## Start The data

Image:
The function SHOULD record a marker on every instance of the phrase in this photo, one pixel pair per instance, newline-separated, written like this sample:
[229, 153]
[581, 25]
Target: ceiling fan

## End The data

__Task prompt__
Present the data above as a JSON list of strings, one string per line, and leave out any blank lines.

__Solution__
[
  "Image:",
  "The function SHOULD record a marker on every instance of the phrase in this photo, one pixel pair per instance, newline-separated, written like this sample:",
  "[229, 153]",
  "[581, 25]",
  "Target: ceiling fan"
]